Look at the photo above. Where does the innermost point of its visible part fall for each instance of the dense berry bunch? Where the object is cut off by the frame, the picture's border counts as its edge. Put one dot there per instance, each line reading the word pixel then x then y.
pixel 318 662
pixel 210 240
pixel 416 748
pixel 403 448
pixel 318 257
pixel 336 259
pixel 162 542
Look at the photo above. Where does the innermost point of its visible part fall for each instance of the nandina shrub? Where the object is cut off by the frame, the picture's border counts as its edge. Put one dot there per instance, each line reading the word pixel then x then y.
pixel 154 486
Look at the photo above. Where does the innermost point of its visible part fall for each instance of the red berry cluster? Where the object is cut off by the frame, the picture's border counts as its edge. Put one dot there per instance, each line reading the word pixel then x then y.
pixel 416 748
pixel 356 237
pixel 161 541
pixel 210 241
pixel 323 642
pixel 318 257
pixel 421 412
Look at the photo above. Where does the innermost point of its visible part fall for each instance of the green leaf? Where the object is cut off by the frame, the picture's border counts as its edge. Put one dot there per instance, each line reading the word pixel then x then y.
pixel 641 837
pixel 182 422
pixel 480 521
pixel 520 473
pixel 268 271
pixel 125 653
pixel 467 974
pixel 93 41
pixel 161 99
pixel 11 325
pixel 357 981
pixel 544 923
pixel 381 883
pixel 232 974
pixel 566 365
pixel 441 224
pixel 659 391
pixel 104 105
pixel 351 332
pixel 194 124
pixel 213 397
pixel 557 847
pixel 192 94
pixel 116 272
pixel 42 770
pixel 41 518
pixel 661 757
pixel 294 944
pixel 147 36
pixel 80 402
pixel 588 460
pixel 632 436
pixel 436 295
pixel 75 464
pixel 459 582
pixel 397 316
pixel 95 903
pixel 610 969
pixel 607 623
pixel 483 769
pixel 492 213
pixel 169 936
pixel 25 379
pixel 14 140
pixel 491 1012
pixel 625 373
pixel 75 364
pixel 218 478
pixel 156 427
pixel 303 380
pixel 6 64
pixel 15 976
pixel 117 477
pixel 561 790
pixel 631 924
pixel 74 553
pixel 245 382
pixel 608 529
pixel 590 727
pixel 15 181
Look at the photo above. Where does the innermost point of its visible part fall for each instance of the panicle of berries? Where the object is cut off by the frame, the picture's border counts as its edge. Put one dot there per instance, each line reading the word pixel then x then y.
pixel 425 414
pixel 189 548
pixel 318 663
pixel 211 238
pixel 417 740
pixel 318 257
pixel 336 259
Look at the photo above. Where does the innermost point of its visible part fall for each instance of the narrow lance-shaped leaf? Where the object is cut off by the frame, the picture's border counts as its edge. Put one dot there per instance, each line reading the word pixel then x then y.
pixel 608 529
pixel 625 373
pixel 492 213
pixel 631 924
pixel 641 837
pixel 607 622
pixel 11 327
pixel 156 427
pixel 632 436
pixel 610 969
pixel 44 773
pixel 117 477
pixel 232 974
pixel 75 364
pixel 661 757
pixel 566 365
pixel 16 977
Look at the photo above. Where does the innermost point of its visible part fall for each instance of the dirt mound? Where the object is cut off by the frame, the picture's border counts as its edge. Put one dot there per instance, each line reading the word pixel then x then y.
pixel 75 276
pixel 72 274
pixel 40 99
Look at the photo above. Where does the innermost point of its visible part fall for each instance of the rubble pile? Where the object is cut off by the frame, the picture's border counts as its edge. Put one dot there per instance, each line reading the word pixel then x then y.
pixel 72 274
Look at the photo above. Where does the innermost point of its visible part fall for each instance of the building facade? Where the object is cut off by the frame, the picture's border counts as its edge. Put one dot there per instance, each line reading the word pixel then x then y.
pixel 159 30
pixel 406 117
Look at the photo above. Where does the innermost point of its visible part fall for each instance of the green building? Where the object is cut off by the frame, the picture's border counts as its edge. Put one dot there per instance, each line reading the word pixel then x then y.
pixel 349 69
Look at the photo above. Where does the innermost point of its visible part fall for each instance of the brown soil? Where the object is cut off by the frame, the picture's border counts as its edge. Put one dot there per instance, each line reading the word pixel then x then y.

********************

[TASK REQUIREMENTS] Exactly reproduce all of the entries above.

[ANSWER TO THIS TASK]
Look at the photo above. Where does the innermost point of its visible part fall for each instance of the dense berry bunch? Where the object is cut off by the frame, the picture's border counts as its edge. Put one dot there per instance, each line reading the word pixel then x then y.
pixel 318 662
pixel 210 240
pixel 416 748
pixel 403 448
pixel 318 257
pixel 336 259
pixel 162 542
Look at the photo above. Where does the innermost point of its visible part fall for each instance of the nandina shrub? Where the object is cut off by the frame, the picture's border counts as its edge. Put one dot there per instance, each line reading the word pixel then x then y.
pixel 154 486
Look at the photo above. Where does the innermost point of its visible part fall for each instance of the red berry cluster? Where the object is cut off by the frame, the picture's border counts as its edge. Put one dot there per instance, each line reading the word pixel then x then y.
pixel 416 748
pixel 356 237
pixel 161 541
pixel 210 241
pixel 323 642
pixel 318 257
pixel 421 412
Look at the photo above. Where does the innermost point of its visible part fall for each instance of the green leaf? Where the object is cut off by the frame, the picture's border counts as its edge. Put one dot there per instance, each line reading the word pixel then x then y.
pixel 641 837
pixel 182 422
pixel 480 521
pixel 520 473
pixel 268 271
pixel 125 653
pixel 467 974
pixel 93 41
pixel 161 99
pixel 11 325
pixel 357 981
pixel 544 923
pixel 381 883
pixel 232 974
pixel 566 365
pixel 441 224
pixel 659 391
pixel 104 105
pixel 351 332
pixel 194 124
pixel 213 397
pixel 557 847
pixel 192 94
pixel 116 272
pixel 42 770
pixel 41 518
pixel 661 757
pixel 294 944
pixel 147 36
pixel 80 402
pixel 588 460
pixel 632 436
pixel 436 295
pixel 75 464
pixel 459 582
pixel 397 316
pixel 95 903
pixel 610 969
pixel 607 623
pixel 483 769
pixel 492 213
pixel 169 936
pixel 25 379
pixel 14 140
pixel 491 1012
pixel 625 373
pixel 75 364
pixel 218 478
pixel 156 427
pixel 303 380
pixel 6 64
pixel 15 976
pixel 117 477
pixel 561 790
pixel 631 924
pixel 74 553
pixel 245 382
pixel 608 529
pixel 590 727
pixel 15 181
Look at the photo above. Where does the innermost point of its visible part fall for each instance of the panicle of berries? Where the object is cut off by the frame, the picture's border counts as its edge. Put one dot there per instance, each line reading the word pixel then x then y.
pixel 425 414
pixel 189 548
pixel 318 663
pixel 211 238
pixel 417 740
pixel 318 257
pixel 336 259
Look at the photo above. Where does the innermost point of its visible part fall for each instance of the narrow lance-shaped leaf? Where the object is cut off by the frame, the picture's border counts as its edge. Put one dot there per instance, each line reading the word pixel then x then y.
pixel 608 529
pixel 625 373
pixel 492 213
pixel 631 924
pixel 641 837
pixel 607 622
pixel 11 327
pixel 156 427
pixel 632 436
pixel 610 969
pixel 44 773
pixel 117 477
pixel 232 974
pixel 75 364
pixel 661 757
pixel 566 365
pixel 16 977
Look at the photo above. Where does the innermost point of its visible part fall for each instance of the dirt mound? Where the object is cut off by the frame, the picture's border counts as its edge. Put one dot there per instance, each line reading the word pixel then x then y.
pixel 75 276
pixel 72 274
pixel 40 99
Look at the photo above. Where does the innermost point of its visible part fall for each instance of the rubble pile? Where the object is cut off by the frame, the picture's border counts as its edge. Put one dot there per instance, each line reading the word pixel then x then y.
pixel 72 274
Look at the photo above. Where does the innermost point of its visible part fall for each instance of the building facade? Where the object is cut off by the frame, the picture's border counts as its edge. Put one dot there per instance, each line reading the word pixel then x then y.
pixel 159 30
pixel 406 117
Look at the photo above. Where does the innermost point of its visible part fall for each instance of the green building? Where the object is cut off by the frame, the picture's border counts as its edge. Put one dot there per instance, each line reading the word pixel then x then y.
pixel 349 69
Look at the photo above. Where does the innermost point of its visible part fall for each instance of the brown soil? Where the object is cut off by the frame, the picture's border counts as its edge. Put one dot there per instance, each line reading the word pixel then x then y.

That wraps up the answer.